Excerpts from point annotation data

--- Start ---

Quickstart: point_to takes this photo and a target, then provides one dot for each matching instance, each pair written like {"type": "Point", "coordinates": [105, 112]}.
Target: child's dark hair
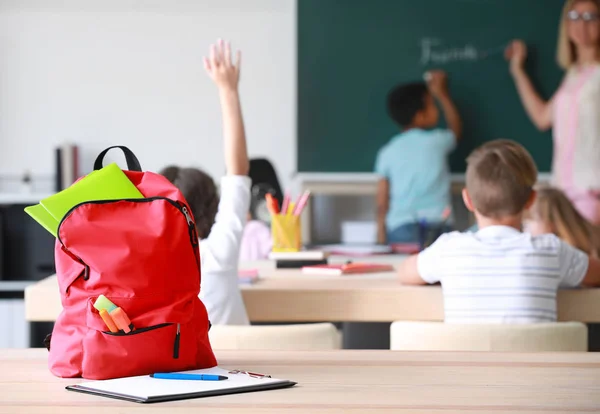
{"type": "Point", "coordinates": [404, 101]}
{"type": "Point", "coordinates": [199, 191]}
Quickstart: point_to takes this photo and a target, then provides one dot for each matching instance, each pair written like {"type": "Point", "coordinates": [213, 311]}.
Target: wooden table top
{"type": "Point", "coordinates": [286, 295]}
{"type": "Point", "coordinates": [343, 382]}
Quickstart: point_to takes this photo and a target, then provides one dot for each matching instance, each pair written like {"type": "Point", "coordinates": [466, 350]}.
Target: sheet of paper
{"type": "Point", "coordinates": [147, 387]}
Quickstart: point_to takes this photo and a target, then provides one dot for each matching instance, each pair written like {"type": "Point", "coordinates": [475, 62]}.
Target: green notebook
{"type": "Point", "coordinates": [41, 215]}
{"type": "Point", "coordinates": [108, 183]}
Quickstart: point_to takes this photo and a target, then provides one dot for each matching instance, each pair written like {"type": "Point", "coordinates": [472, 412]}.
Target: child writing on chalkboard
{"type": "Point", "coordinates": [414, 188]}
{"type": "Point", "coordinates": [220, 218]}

--- End ---
--- Start ---

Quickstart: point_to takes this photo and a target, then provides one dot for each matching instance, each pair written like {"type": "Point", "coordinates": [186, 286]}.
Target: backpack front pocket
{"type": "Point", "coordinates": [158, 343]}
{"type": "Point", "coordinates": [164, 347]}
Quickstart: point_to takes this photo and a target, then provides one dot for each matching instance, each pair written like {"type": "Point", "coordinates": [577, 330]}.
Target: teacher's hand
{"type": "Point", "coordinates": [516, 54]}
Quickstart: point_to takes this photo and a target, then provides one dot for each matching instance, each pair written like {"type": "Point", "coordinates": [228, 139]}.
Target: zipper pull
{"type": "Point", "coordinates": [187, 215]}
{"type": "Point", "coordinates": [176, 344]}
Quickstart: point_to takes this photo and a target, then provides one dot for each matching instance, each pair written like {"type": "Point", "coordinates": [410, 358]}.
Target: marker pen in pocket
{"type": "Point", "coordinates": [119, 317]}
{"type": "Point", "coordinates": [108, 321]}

--- End ---
--- Start ---

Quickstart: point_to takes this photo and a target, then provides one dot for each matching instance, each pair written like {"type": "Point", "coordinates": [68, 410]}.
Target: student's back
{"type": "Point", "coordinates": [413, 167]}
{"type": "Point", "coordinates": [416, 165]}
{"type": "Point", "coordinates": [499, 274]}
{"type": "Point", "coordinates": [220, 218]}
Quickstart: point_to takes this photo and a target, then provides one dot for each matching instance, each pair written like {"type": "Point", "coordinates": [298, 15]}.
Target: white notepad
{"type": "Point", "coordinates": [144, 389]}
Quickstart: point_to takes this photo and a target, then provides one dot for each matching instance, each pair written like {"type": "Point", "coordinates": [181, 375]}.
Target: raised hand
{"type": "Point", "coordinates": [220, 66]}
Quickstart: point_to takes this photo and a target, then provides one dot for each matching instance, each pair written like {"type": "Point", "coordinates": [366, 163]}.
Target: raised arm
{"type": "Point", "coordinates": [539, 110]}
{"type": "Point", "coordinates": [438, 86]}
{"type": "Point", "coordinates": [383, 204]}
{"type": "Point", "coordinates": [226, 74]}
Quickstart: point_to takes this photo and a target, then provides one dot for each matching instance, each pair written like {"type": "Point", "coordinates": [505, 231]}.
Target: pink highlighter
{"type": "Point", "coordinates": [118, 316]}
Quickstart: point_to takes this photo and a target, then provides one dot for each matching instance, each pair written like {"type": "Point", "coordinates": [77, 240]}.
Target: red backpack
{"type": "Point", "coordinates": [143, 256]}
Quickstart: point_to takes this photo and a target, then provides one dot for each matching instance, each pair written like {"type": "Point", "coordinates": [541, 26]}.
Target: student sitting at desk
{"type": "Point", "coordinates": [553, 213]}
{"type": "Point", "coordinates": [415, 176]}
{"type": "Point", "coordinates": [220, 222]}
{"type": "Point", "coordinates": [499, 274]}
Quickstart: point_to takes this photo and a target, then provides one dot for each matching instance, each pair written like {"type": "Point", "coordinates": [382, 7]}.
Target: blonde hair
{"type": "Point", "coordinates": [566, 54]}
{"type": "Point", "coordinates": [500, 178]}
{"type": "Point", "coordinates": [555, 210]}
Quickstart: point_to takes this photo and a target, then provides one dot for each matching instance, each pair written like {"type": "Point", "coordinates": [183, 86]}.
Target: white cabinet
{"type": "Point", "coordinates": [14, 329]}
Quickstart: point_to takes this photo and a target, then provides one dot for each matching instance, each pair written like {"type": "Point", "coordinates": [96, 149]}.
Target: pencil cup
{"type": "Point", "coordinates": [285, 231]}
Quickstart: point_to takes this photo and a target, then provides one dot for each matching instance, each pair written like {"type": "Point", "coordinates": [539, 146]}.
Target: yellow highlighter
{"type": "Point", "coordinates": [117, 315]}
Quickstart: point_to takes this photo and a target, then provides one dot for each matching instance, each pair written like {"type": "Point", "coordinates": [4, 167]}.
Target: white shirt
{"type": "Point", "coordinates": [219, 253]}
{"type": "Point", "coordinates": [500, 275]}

--- End ---

EXERCISE OBJECTIVE >>
Can you pull out every line in the records above that contains the string "backpack" and copy each one in full?

FINAL RESULT >>
Target: backpack front pocket
Target: red backpack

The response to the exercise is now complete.